BRIEF: Rewrite the stretch of entries from their start through the line containing "(114, 138), (152, 156)", both ends included, requests and all. Scale every coordinate in the answers by 1.65 and round each result to a whole number, rounding halves up.

***

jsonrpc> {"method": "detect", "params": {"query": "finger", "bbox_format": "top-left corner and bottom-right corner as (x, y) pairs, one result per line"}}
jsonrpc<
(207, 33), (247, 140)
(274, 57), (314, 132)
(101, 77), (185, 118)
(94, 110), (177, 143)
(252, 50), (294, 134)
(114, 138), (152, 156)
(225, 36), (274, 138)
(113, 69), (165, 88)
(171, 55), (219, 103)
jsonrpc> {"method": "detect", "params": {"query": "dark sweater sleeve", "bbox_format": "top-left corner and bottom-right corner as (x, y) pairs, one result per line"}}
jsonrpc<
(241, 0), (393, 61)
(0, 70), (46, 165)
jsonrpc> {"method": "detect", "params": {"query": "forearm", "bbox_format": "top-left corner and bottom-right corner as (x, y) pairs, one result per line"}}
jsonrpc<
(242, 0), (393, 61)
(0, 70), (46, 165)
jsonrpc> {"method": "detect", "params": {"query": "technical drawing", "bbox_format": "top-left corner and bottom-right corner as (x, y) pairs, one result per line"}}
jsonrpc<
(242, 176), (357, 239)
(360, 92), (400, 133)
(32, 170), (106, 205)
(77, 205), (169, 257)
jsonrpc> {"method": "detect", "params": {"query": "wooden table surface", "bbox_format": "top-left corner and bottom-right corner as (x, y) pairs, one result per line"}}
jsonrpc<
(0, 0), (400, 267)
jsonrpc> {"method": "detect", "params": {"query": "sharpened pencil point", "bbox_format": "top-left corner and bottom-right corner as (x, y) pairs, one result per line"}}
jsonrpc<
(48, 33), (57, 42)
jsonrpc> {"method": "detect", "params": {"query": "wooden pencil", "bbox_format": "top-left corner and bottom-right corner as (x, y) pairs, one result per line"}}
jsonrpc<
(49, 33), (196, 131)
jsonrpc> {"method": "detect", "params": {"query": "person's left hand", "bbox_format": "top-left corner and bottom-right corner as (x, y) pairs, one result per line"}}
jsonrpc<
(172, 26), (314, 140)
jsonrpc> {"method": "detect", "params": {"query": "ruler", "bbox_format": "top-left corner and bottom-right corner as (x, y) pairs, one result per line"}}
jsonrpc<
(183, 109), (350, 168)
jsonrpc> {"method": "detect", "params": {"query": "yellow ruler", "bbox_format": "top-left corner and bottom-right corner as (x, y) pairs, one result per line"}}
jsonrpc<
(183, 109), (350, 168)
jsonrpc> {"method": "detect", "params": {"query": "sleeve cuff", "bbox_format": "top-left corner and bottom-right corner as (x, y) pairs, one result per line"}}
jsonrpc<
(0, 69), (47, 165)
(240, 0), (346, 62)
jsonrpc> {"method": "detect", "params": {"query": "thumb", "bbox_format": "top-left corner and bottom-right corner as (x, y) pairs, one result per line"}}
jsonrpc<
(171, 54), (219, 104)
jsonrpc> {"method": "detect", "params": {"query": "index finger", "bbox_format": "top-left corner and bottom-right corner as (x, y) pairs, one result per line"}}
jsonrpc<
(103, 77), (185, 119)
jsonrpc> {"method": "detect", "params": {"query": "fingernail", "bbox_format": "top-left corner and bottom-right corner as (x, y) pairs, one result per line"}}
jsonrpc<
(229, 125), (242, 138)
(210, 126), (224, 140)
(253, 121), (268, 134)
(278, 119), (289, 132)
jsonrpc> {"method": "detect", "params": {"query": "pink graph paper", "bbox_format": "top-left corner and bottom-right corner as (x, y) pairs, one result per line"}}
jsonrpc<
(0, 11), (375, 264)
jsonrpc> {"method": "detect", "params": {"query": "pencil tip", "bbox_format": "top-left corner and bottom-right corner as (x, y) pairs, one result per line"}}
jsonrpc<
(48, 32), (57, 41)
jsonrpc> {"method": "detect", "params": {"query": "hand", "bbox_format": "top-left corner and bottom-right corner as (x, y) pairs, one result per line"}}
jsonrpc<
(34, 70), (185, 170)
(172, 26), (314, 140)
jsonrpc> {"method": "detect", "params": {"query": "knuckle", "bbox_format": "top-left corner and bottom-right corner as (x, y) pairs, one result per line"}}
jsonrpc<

***

PROBLEM SOLUTION:
jsonrpc> {"method": "detect", "params": {"query": "finger", "bbox_format": "top-left corner and bottom-right corner as (x, y) pairs, one result per line"}}
jsonrpc<
(342, 54), (408, 231)
(452, 94), (518, 218)
(167, 127), (305, 195)
(155, 182), (292, 236)
(416, 83), (485, 221)
(188, 228), (251, 257)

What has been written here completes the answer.